Saturday, October 12, 2019

Stroke

Strokes are brain attacks. They occur when the blood supply to the brain becomes blocked. A stroke is a medical emergency that needs immediate medical attention. Stroke can be defined as abrupt onset of a focal neurological deficit lasting more than 24 hours. It is also called cerebrovascular accident (CVA) or apoplexy. An acute stroke refers to the first 24-hour-period of a stroke.

The majority of strokes occur when blood vessels to the brain become narrowed or clogged with fatty deposits called plaque. This cuts off blood flow to brain cells.

Stroke is classified on the basis of its aetiology as either ischaemic (87%)or haemorrhagic (13%).
*Ischaemic stroke is produced by occlusion of a cerebral artery [thrombotic or atherosclerotic (50%), embolic (25%) and microartery occlusion, “lacunar stroke”, (25%)].

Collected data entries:
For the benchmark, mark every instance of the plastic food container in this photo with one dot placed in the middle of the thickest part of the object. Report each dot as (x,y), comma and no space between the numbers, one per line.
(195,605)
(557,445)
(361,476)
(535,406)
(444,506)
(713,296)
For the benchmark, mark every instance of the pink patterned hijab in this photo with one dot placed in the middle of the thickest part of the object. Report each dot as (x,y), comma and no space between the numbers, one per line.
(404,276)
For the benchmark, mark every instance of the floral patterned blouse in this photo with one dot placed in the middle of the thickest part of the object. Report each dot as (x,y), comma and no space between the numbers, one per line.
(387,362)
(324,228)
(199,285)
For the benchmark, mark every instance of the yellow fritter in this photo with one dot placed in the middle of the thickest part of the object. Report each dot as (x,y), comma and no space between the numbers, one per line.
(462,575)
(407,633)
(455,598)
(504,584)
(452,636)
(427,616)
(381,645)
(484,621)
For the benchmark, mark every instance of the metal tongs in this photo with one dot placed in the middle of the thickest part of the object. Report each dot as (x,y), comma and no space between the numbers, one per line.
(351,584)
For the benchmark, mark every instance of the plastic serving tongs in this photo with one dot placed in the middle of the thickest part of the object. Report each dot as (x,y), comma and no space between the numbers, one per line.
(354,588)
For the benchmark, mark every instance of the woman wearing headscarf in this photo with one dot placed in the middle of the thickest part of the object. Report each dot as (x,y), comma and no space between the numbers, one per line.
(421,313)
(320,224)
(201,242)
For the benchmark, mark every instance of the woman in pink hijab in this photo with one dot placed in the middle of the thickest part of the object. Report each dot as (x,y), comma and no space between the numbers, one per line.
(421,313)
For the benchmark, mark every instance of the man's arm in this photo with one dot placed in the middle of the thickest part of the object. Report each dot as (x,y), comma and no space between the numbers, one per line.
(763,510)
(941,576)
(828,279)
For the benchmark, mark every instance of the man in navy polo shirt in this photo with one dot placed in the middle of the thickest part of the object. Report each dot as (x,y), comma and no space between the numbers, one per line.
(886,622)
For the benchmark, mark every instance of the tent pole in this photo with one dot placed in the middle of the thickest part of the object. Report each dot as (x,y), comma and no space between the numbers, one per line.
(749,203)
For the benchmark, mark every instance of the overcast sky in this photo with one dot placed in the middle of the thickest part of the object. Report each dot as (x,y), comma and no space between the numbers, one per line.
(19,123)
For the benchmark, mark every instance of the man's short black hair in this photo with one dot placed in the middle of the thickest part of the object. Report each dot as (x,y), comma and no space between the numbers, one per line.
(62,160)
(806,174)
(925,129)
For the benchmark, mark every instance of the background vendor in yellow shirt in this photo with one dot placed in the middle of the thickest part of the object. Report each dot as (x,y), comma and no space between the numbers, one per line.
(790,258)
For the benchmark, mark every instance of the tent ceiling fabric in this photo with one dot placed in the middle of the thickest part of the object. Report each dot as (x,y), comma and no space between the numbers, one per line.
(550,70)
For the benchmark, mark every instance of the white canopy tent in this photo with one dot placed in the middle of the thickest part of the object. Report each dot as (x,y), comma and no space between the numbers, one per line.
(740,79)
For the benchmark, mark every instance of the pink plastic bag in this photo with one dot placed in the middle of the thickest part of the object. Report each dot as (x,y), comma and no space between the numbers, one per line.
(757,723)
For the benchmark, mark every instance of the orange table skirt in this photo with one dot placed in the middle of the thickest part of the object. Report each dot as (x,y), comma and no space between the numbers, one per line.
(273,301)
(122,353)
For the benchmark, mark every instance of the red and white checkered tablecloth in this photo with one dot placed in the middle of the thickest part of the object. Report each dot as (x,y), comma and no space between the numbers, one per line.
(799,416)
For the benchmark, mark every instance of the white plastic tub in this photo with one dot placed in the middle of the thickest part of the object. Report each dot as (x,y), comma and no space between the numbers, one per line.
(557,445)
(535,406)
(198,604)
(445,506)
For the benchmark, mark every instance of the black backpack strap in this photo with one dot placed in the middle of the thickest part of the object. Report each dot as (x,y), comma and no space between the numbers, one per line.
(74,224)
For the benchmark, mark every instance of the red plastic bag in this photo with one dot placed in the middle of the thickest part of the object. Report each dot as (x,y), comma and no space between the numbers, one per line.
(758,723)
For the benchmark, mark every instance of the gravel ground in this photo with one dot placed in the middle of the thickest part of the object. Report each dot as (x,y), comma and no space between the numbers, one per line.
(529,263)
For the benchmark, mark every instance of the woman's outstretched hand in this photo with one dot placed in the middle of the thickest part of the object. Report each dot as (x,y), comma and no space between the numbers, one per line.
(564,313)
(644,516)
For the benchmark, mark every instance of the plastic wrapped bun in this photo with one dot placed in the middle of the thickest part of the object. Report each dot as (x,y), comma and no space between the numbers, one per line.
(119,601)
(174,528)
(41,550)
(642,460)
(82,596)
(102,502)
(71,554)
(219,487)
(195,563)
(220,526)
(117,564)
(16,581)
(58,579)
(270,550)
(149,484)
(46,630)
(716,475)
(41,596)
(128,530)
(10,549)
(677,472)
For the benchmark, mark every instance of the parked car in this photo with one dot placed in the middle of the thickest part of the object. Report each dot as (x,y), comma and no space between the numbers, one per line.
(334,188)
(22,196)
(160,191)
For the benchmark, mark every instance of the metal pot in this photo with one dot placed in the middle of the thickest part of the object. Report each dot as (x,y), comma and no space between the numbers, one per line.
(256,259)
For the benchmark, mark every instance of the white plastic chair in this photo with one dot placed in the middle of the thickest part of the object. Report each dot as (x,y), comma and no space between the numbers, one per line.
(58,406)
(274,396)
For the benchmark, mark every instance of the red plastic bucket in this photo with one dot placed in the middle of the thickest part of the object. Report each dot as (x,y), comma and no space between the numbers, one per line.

## Problem details
Reproduce the stroke passage word for word, beginning at the words "Strokes are brain" and stopping after "(87%)or haemorrhagic (13%).". The lines have no connection to the stroke passage.

## Finished task
Strokes are brain attacks. They occur when the blood supply to the brain becomes blocked. A stroke is a medical emergency that needs immediate medical attention. Stroke can be defined as abrupt onset of a focal neurological deficit lasting more than 24 hours. It is also called cerebrovascular accident (CVA) or apoplexy. An acute stroke refers to the first 24-hour-period of a stroke.

The majority of strokes occur when blood vessels to the brain become narrowed or clogged with fatty deposits called plaque. This cuts off blood flow to brain cells.

Stroke is classified on the basis of its aetiology as either ischaemic (87%)or haemorrhagic (13%).